- STATED EXERCISE 1 -
Which matters does the essay on morality list as included in its definition of morality?
- STATED EXERCISE 2 -
Will you go on with the essay on morality, picking up after its last line?

- PROVIDED PASSAGE -
——————
For the purpose of clarity it seems worth devoting a paragraph or two to discussing what I mean by morality. The word "morality" means different things to different people. Most people seem to have quite a fixed idea as to its meaning and many have difficulty in understanding that their conception of morality is different from that of others.

To me, morality means following the axioms spelled out above in one's dealings with other people. This includes such matters as honesty, respect for others and personal kindness in relationships. To be quite specific in my disagreement with some definitions, in my opinion morality, sex and religion are three entirely separate subjects with nothing whatever to do with each other (and the latter two are not in any way the business of legitimate government).

With this definition, government should always act morally itself and be on the side of morality in others. I do not mean by this that every action which would be considered (on this definition) to be immoral should be subject to legal condemnation, although many such acts should, and only immoral acts should be so condemned. On the other hand, it would be immoral, in a very minor way, for someone to refuse to help a person in need of relatively minor assistance, such as directions to find a destination, but that is obviously not the sort of minor matter with which the law, or government in any guise, should concern itself.

Religion and Morality

Since so many people claim that morality for them is based on their religious beliefs, it is perhaps worth discussing why I do not think this is morality at all. A moral act (or a moral refraining from action) is something done (or not done) because this improves life (often in a quite minor way) for someone else, and acts of this kind make for a happier society for everyone, as they do in more serious cases.

If a so-called moral decision is based on religious belief rather than on thoughtfulness for others, then this is simply following some dogmatic assertion, a command followed without thought. That is the action of an amoral automaton, not a consequence of morality.

Most if not all major religions would support the statements I have made in the panel above, but most also add other rules which I would not support and some of which I would consider to be immoral or at least, depending on circumstances, capable of being immoral, while others I would not consider have any moral implications.

My conclusion, therefore, is that religion and morality have nothing whatever to do with one another. People can be very moral or immoral regardless of what, if any, religious beliefs they may hold and of how rigidly they live by those beliefs.

Society or Individual?
——————
- INFORMATION SUPPLIED -

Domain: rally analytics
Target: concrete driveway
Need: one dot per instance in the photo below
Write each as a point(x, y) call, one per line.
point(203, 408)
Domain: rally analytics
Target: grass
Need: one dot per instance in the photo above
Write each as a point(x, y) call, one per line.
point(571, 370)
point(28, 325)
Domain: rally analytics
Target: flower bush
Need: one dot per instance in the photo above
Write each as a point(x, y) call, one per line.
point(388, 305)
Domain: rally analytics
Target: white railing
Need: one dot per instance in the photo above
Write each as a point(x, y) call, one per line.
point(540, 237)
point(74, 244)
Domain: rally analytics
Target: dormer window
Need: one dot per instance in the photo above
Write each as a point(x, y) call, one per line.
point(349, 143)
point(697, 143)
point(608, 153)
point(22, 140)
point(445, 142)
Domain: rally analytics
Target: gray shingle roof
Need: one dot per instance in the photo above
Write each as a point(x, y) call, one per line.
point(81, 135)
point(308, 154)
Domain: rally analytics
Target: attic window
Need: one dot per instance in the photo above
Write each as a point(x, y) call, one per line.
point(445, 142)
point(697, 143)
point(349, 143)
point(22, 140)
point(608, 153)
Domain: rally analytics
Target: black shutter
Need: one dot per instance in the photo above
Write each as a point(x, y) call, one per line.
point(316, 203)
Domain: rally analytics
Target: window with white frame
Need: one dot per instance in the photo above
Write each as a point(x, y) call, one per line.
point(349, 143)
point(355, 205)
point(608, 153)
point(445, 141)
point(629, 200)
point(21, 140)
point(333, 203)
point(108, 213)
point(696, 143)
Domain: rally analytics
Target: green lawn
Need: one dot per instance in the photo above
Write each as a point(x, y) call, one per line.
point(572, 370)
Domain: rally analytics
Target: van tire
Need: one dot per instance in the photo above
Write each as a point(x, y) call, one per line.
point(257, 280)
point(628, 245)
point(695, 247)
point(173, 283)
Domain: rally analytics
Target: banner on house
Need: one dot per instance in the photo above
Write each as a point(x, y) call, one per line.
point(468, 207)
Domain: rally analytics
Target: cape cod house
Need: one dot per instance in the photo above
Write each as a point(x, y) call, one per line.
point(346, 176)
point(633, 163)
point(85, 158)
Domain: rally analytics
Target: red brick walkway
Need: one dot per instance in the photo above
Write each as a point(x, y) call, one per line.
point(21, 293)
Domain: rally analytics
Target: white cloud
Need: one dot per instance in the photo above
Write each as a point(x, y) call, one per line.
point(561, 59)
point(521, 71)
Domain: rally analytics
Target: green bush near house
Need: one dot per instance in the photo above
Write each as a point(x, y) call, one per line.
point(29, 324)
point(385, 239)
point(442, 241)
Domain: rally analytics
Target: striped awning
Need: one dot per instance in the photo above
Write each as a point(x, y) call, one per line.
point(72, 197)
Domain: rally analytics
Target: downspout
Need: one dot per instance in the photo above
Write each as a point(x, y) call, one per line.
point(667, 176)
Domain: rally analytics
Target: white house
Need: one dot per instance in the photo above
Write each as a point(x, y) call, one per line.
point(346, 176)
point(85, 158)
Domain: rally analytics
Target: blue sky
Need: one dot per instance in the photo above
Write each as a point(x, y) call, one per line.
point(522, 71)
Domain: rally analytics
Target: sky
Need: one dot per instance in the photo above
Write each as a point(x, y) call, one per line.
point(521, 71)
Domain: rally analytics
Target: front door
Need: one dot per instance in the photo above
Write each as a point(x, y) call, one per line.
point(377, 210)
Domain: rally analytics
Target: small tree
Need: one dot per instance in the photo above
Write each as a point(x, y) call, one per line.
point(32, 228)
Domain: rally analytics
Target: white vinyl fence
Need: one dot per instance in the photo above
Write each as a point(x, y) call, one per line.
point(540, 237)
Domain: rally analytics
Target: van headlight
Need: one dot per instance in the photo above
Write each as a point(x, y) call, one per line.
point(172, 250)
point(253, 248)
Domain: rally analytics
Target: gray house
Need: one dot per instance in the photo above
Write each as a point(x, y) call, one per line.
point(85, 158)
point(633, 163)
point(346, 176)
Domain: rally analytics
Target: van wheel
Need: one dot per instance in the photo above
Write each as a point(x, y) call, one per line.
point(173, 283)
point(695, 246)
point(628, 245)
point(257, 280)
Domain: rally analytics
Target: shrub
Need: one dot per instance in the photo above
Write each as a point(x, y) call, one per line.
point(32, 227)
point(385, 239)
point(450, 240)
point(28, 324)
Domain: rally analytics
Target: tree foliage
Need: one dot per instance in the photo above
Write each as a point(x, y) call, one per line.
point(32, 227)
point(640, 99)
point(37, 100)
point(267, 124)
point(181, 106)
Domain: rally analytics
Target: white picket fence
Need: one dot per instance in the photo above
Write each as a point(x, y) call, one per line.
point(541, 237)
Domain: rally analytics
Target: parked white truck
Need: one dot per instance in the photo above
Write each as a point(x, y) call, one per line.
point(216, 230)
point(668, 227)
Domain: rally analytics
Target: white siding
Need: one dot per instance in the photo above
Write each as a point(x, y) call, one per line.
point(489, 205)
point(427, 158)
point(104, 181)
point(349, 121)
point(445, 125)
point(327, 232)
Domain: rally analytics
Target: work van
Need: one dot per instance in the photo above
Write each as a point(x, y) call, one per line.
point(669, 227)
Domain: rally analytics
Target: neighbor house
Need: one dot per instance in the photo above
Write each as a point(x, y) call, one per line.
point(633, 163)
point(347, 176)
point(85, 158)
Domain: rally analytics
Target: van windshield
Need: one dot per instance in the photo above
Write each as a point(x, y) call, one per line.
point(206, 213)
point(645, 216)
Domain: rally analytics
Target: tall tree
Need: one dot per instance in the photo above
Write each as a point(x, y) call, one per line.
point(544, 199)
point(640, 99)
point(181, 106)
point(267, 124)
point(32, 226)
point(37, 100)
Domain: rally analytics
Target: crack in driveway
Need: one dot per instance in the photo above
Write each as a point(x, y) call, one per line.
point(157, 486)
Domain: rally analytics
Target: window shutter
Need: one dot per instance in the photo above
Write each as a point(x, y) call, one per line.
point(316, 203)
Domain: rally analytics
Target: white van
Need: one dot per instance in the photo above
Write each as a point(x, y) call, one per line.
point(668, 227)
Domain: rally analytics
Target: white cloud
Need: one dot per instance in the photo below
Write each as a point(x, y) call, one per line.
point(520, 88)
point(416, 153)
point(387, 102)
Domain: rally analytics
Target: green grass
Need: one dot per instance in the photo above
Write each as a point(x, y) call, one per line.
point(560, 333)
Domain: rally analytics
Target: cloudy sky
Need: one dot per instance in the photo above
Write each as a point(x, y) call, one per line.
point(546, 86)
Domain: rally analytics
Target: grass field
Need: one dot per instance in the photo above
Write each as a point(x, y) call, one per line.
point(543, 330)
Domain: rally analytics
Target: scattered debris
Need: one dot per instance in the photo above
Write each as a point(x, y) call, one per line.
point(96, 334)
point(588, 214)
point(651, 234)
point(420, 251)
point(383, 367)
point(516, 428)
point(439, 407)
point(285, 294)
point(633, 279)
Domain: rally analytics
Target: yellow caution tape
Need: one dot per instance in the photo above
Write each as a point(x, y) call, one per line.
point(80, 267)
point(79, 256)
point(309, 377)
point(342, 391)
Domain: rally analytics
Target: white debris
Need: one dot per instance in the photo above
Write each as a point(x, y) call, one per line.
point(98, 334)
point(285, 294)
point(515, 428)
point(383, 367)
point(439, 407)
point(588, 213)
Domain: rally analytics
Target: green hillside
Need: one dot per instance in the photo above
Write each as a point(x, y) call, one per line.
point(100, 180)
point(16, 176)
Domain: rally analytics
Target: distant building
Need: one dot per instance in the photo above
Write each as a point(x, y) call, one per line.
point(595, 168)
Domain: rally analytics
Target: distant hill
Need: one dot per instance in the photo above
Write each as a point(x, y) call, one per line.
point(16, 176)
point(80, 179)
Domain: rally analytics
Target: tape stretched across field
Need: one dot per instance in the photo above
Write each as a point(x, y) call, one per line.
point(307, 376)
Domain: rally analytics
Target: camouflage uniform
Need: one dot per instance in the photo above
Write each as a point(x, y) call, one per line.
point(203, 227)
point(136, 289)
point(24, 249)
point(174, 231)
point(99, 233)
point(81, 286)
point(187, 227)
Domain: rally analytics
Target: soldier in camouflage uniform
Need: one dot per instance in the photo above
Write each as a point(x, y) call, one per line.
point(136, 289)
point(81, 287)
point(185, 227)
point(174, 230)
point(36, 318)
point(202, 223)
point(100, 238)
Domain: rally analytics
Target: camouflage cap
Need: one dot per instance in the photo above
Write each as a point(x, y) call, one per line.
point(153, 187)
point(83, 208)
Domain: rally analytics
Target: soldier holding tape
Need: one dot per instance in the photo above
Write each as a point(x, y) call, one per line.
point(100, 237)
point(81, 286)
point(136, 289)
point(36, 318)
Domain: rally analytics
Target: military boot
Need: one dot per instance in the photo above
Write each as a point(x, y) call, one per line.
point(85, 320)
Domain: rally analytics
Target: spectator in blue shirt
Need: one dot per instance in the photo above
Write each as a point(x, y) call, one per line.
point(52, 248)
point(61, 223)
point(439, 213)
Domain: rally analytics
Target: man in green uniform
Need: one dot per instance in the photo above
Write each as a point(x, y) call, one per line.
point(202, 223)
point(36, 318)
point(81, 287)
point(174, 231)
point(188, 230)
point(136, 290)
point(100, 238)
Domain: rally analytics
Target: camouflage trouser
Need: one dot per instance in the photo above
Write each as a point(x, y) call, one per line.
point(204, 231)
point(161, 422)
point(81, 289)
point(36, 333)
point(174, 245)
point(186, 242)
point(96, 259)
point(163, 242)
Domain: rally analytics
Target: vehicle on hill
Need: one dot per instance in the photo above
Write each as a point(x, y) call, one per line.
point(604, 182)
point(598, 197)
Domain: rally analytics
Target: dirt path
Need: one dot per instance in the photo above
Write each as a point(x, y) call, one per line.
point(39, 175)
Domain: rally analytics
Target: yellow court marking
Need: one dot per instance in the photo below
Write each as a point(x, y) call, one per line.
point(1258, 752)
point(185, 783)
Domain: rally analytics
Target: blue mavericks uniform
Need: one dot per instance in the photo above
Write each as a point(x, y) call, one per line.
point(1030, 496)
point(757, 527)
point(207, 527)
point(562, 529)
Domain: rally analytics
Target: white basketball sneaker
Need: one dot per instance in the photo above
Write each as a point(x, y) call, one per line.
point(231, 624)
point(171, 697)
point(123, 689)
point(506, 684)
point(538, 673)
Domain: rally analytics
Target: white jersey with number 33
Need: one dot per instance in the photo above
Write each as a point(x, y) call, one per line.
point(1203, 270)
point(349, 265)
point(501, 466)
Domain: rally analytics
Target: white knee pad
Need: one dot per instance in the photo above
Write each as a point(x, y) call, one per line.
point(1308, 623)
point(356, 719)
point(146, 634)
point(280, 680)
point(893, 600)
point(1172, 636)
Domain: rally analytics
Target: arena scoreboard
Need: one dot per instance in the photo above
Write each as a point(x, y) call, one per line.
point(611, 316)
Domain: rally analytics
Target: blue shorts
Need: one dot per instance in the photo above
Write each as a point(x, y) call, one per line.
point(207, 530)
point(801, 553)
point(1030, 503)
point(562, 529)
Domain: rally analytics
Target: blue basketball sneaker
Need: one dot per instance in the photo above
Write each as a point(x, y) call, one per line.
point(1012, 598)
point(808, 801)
——————
- FINAL RESULT 1 -
Honesty; respect for others; personal kindness in relationships.

- FINAL RESULT 2 -
The Shorter Oxford English Dictionary gives eight different definitions for the word "society", applicable in various different contexts. Two of them are relevant here:

  • 2. The system of customs and organisation adopted by a body of (esp. human) individuals for harmonious and interactive coexistence or for mutual benefit, defence, etc.
  • 7. A body of people forming a community or living under the same government.

What we are discussing here is the nature and detail of the system of customs and organisation and the second definition specifies the meaning of "society" we require, I have quoted the former because of its inclusion of the purpose of the customs and organisation adopted, i.e. for harmonious and interactive coexistence or for mutual benefit, defence, etc.

It seems obvious that without the individuals who are its members, a society cannot exist as anything real, but is at most just an abstract concept, whereas individuals can, and sometimes do, exist and survive without society of any kind.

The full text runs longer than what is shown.